Filter the entries below, keeping every line that has the word "green".

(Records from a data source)
§ §

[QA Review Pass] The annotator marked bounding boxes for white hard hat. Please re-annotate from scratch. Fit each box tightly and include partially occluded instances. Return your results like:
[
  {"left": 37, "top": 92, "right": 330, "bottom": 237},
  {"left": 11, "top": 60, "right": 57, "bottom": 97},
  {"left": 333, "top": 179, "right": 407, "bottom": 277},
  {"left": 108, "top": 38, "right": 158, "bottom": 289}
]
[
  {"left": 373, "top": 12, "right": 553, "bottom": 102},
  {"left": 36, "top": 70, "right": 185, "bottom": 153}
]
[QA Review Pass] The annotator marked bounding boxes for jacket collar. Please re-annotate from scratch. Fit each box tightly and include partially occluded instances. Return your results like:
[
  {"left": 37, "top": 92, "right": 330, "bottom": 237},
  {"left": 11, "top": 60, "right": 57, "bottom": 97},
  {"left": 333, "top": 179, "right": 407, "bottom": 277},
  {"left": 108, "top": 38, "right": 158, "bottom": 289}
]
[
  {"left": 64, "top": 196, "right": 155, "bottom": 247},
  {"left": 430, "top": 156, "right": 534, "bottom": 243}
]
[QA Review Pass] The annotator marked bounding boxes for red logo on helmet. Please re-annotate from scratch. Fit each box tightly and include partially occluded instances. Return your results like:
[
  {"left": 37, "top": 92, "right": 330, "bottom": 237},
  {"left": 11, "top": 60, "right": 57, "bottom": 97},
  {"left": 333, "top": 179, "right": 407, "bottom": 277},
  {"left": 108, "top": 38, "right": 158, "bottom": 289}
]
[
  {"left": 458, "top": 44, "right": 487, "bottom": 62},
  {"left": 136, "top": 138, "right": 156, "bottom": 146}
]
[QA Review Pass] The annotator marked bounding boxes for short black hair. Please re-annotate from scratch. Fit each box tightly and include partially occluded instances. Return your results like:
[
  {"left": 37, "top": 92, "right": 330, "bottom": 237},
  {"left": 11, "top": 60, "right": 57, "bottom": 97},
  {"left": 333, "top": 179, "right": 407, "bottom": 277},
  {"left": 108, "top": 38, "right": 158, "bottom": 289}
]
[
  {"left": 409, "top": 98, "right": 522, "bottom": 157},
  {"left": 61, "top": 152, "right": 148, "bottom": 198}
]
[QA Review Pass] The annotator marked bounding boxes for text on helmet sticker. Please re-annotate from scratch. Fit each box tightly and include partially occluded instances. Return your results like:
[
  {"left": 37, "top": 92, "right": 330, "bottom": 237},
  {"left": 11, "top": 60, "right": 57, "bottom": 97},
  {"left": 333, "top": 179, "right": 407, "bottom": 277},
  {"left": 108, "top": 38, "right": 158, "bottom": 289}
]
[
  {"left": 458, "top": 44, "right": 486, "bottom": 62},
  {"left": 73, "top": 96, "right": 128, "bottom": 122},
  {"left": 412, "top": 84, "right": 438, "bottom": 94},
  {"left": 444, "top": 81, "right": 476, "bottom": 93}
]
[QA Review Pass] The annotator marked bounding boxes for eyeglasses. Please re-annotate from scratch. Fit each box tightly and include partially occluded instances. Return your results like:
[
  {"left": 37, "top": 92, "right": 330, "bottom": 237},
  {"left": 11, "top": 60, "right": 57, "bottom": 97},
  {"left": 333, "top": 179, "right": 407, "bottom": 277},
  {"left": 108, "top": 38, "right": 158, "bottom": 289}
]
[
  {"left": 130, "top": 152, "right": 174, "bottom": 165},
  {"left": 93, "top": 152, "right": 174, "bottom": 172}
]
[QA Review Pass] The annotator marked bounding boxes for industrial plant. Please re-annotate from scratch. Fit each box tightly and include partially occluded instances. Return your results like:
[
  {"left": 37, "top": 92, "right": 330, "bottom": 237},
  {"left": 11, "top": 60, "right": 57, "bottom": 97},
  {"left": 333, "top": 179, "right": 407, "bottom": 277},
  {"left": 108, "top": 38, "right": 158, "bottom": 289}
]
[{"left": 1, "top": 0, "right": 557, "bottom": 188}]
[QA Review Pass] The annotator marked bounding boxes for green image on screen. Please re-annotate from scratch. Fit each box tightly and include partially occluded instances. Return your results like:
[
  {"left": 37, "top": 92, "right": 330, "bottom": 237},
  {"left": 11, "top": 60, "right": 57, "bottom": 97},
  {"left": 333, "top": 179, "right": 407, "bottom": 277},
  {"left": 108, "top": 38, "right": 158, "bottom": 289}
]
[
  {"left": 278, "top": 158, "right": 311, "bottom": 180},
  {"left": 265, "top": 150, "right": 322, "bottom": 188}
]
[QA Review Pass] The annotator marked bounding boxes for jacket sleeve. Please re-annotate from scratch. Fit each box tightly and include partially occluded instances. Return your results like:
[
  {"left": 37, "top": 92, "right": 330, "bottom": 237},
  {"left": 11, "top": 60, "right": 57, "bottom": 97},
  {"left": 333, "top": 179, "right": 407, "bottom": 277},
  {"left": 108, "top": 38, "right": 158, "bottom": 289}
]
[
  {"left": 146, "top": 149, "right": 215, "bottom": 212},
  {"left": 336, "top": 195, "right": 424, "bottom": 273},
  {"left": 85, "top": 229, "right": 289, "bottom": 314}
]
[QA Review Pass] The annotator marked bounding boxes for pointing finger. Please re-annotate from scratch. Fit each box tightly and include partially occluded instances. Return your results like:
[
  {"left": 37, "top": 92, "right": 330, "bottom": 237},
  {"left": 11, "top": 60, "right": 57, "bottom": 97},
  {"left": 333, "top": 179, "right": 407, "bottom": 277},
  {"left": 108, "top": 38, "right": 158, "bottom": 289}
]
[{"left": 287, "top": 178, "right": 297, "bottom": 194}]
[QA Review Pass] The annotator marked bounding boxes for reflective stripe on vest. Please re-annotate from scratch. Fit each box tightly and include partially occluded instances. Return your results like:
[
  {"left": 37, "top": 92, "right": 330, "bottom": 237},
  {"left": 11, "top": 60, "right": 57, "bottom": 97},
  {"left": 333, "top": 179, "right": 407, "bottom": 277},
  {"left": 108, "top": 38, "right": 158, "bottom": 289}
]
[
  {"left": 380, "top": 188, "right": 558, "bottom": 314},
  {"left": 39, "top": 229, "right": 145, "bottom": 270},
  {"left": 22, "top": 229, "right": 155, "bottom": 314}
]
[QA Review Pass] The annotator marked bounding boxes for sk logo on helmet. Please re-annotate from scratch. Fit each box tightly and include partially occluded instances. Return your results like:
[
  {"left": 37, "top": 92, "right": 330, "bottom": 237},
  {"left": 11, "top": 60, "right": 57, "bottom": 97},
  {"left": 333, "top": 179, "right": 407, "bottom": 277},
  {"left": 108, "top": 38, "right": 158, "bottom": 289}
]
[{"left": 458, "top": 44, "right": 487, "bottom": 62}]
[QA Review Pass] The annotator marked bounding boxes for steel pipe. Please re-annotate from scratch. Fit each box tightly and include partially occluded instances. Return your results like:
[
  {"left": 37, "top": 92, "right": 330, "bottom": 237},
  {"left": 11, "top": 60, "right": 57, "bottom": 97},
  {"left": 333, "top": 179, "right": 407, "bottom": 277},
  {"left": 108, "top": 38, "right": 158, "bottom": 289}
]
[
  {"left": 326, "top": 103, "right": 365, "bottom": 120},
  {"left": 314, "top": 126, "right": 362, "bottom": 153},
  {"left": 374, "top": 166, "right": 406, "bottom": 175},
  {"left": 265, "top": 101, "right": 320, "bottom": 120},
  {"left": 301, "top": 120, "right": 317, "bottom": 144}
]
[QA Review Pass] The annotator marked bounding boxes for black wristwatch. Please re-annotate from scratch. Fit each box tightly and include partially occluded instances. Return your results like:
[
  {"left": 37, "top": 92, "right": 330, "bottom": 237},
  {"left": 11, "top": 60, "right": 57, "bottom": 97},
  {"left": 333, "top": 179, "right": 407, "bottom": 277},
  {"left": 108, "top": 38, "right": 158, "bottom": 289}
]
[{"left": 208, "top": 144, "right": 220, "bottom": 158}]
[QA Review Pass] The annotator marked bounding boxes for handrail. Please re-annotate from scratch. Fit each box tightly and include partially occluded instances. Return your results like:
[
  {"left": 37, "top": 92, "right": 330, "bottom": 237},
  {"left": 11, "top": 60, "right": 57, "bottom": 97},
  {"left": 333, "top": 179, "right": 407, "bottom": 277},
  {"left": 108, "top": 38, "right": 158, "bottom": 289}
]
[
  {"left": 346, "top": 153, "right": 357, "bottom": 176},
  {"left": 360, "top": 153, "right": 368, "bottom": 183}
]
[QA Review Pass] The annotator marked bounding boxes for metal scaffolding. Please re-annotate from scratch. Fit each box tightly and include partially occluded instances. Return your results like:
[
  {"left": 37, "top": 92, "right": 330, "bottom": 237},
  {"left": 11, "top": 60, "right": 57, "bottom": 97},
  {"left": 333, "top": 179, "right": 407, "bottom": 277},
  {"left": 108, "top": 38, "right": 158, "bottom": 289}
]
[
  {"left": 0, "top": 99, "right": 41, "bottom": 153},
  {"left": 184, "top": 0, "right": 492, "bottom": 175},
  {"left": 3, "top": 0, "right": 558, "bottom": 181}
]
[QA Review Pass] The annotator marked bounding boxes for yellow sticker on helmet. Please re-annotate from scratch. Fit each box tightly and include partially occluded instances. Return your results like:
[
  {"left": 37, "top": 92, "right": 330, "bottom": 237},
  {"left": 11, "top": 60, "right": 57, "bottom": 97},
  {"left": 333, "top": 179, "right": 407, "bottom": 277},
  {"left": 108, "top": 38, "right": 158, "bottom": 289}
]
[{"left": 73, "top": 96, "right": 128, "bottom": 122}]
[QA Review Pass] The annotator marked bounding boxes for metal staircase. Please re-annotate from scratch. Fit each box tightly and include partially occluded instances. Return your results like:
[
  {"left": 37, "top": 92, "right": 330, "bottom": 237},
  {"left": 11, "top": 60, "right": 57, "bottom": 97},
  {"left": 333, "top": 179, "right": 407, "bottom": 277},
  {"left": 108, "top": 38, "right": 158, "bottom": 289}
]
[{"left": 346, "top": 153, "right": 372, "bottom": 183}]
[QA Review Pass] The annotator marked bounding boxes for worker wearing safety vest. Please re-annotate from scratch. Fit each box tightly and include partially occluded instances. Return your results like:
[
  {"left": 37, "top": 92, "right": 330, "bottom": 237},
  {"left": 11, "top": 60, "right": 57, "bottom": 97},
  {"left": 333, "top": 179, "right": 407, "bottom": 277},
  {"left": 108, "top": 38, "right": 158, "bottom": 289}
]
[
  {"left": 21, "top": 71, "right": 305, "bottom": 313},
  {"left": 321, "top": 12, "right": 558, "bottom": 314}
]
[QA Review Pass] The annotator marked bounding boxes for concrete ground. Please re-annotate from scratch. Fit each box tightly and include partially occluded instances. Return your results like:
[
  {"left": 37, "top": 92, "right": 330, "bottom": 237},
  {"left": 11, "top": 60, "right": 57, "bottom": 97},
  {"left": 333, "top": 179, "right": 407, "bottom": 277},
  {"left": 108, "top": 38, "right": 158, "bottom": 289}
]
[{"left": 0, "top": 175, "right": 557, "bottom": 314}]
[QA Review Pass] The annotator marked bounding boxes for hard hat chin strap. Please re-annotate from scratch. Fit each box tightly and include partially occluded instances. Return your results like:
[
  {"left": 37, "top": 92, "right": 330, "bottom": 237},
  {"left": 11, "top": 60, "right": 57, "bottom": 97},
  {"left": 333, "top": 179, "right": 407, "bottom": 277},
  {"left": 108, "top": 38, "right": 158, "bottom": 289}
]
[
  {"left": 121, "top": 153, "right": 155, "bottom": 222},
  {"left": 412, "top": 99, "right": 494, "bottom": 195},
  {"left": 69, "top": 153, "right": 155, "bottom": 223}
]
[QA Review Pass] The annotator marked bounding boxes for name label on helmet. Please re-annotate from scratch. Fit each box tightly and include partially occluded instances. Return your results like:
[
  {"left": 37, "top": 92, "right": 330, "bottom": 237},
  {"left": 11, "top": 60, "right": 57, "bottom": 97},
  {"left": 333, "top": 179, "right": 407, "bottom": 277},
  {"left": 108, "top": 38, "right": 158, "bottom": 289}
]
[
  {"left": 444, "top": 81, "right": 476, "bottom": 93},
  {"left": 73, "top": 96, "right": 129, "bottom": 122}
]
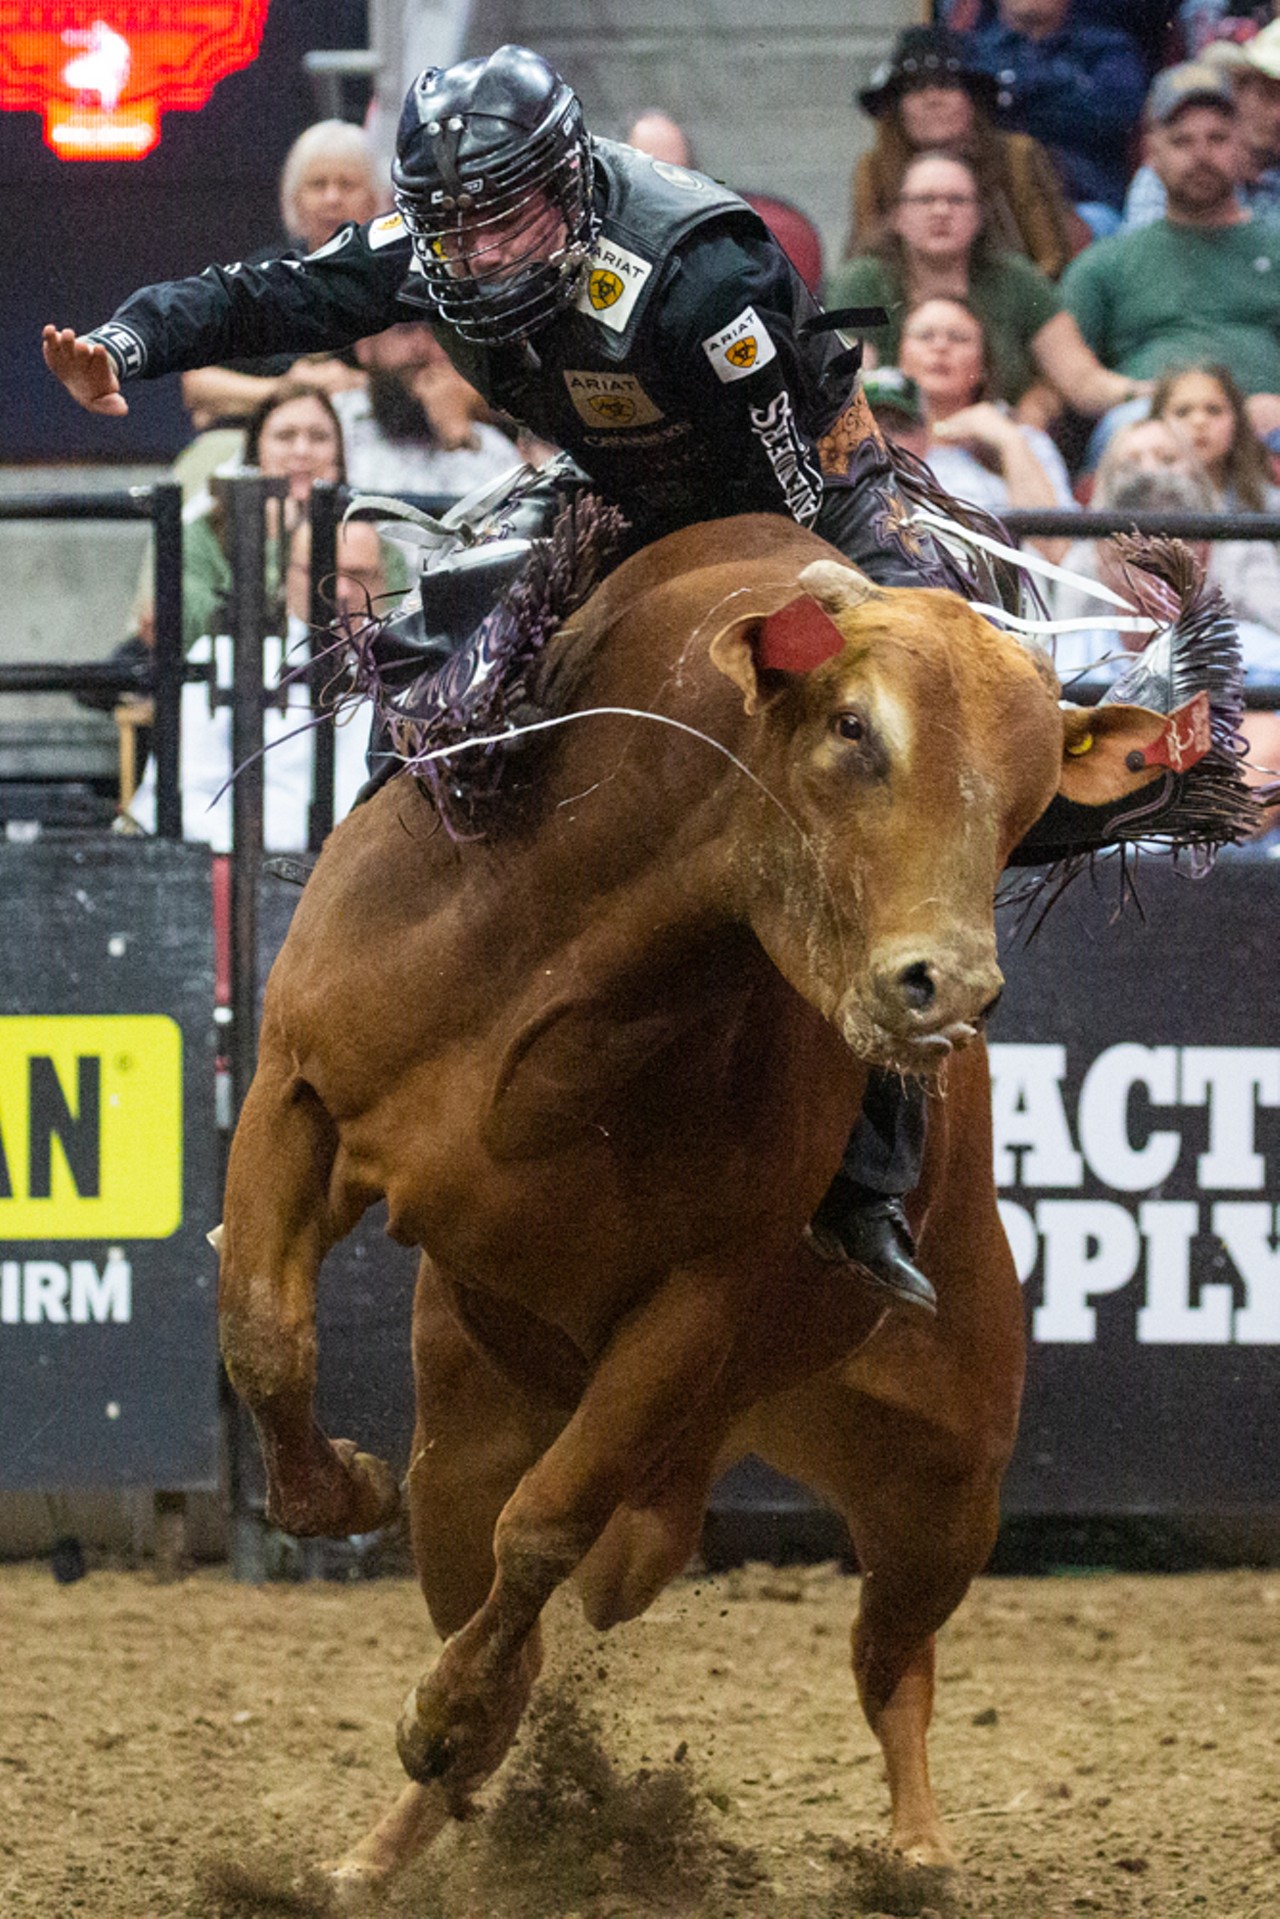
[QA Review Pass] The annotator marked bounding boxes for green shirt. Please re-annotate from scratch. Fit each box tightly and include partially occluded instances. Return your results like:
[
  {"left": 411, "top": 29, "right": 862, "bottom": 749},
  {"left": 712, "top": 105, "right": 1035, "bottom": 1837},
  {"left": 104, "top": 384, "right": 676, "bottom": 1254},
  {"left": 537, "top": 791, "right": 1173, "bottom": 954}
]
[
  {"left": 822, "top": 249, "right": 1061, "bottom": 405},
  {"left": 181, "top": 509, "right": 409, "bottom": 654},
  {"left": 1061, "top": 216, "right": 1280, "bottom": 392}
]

§ §

(SOLUTION TO THE PROBLEM)
[QA Review Pass] The annotator marked bounding boxes for green image on screen. Please re-annotate from scratch. Fit each box tightly and include partially occluded instances. Return your results like:
[QA Review Pass] The annotator marked bounding boxes for green shirt. Please re-annotate from scratch. Fit each box tightly and include partially occluded instances. Return your results like:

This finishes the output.